* JOB
Please count the lines in the material below that contain the word "autumn". Reply with only the number.

* PROVIDED INFORMATION
[START]

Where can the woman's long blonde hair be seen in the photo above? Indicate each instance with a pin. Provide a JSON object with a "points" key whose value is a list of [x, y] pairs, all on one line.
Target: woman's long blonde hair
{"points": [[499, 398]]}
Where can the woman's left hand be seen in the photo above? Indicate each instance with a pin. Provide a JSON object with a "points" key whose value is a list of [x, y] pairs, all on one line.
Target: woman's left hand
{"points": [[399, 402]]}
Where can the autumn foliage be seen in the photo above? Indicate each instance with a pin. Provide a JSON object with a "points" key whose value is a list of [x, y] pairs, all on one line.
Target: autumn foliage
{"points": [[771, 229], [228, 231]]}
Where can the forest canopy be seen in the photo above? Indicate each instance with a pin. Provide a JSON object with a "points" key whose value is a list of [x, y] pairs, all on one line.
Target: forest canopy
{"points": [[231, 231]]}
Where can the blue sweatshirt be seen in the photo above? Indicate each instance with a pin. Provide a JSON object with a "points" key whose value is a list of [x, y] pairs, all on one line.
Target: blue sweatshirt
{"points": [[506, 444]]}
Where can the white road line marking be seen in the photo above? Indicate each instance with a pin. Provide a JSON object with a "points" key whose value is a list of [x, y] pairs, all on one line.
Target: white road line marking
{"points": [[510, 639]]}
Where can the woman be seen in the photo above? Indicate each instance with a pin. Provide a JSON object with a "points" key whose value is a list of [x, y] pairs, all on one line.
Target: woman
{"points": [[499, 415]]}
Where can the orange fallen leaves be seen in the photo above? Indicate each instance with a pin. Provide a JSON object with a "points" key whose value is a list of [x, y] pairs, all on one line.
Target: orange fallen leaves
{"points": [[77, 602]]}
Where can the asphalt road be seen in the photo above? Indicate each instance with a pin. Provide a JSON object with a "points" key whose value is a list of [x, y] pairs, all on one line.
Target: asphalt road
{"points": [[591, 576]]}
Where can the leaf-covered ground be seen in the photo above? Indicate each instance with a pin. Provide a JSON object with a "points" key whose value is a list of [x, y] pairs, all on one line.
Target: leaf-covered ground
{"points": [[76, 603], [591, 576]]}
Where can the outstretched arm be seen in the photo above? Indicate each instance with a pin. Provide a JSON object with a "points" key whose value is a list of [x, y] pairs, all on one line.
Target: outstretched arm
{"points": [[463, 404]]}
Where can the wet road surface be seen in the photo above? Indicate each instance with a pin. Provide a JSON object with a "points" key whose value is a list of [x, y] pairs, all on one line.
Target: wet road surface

[END]
[START]

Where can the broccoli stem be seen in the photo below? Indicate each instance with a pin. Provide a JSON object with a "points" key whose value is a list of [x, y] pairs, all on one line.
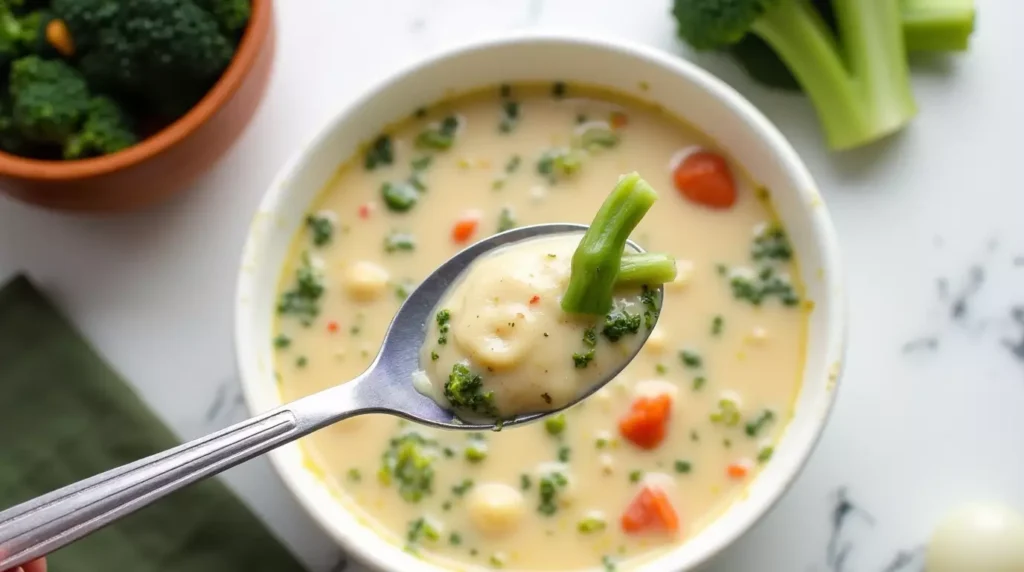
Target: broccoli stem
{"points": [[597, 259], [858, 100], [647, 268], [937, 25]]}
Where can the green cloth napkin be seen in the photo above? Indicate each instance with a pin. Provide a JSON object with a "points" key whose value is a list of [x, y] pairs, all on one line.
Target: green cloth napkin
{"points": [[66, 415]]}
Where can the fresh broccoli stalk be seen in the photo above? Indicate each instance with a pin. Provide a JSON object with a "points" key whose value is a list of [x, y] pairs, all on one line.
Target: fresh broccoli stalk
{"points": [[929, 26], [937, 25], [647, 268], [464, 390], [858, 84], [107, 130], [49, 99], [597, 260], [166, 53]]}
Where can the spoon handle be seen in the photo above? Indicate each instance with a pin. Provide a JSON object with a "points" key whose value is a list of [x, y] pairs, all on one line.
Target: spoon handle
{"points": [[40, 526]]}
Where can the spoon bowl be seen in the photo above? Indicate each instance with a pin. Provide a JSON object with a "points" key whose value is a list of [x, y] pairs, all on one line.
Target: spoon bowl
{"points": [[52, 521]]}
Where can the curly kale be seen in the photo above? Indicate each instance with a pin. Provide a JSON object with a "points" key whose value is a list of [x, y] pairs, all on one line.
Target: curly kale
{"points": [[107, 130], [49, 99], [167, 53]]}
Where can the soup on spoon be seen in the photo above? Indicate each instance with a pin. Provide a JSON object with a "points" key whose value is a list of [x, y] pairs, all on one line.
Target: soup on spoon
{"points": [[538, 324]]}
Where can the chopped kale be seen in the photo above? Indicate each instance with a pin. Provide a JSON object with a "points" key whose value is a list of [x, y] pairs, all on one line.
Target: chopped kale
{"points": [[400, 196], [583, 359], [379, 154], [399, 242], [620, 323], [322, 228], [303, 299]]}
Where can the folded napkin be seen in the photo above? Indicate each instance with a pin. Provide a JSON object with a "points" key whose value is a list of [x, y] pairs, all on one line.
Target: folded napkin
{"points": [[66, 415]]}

[END]
[START]

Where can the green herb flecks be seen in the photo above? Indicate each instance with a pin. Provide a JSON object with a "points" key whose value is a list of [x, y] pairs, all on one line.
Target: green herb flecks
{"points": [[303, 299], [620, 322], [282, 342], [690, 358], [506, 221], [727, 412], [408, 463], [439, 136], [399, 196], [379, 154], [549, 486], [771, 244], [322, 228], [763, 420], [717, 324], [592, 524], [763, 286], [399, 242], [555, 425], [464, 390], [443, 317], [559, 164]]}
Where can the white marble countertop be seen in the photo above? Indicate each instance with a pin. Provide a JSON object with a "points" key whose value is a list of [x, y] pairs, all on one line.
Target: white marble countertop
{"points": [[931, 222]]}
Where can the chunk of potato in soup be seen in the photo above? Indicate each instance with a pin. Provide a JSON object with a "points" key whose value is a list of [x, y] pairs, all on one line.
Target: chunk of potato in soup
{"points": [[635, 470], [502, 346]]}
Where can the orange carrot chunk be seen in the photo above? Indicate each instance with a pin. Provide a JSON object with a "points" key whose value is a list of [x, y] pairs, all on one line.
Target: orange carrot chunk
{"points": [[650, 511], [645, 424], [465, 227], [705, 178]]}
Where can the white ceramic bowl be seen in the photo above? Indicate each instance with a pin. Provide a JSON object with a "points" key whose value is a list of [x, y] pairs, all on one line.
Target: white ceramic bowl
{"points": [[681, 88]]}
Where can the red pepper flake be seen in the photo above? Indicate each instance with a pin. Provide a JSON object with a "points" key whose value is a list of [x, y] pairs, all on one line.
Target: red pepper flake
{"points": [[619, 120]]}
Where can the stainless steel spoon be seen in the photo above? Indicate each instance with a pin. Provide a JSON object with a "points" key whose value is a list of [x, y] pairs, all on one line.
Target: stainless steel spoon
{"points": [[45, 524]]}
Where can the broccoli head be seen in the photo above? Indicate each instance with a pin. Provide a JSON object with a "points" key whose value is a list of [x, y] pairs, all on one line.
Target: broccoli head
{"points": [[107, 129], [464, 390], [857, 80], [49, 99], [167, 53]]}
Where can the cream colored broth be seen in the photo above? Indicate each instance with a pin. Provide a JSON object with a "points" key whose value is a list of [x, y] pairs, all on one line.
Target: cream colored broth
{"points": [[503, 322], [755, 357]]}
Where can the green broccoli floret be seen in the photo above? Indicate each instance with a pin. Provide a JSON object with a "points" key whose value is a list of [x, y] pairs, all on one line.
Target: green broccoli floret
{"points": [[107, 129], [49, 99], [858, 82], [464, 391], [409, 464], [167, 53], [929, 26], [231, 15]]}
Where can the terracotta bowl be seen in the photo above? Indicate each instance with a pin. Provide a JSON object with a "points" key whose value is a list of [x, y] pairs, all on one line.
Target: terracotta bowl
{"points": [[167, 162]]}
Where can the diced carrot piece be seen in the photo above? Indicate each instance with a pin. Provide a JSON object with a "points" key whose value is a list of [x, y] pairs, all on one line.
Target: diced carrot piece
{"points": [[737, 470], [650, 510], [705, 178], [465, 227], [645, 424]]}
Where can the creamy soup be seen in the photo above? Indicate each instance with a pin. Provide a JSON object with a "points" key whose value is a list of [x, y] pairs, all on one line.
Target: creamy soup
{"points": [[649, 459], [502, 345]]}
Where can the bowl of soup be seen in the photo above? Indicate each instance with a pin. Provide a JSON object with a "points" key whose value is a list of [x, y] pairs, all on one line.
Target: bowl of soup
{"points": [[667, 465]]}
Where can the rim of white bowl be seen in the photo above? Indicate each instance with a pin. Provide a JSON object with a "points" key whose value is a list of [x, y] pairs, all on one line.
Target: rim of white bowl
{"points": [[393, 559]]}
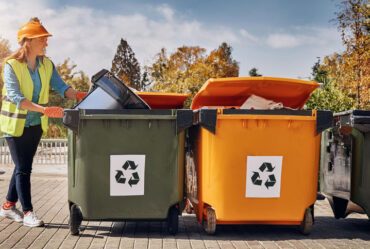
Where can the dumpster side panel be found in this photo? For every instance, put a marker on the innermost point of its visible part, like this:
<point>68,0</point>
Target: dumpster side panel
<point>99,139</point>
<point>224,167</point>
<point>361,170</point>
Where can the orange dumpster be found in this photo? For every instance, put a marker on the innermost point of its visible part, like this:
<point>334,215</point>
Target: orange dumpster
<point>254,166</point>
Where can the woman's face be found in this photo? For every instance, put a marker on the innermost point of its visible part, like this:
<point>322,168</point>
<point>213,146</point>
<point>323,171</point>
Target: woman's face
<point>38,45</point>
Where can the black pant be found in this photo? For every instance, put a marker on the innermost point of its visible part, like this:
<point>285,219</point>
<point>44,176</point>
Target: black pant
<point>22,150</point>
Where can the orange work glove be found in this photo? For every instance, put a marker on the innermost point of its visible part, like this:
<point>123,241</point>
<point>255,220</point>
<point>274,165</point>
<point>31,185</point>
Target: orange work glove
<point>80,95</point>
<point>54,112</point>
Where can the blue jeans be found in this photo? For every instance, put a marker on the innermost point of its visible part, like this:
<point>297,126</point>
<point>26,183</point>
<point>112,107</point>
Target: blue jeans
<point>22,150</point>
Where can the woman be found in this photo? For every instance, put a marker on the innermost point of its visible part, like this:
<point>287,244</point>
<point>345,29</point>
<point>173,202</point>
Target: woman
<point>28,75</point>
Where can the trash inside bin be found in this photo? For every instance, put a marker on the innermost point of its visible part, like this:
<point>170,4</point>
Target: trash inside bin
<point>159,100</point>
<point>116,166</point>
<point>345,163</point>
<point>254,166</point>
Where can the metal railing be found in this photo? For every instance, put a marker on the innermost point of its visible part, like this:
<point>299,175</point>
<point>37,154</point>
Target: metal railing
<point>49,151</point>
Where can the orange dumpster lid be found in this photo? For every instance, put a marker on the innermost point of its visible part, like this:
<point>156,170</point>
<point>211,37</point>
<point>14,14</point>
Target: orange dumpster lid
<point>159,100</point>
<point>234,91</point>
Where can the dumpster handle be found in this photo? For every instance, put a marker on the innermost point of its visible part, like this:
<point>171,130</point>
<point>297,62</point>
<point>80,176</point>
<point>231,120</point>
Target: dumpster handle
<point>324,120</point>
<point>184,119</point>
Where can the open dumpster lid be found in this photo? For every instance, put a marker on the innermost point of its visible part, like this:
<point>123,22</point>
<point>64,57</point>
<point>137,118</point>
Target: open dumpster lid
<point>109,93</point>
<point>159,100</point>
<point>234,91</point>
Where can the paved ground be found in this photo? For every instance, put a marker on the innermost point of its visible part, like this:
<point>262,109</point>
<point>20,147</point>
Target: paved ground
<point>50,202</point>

[END]

* EXERCISE SOLUTION
2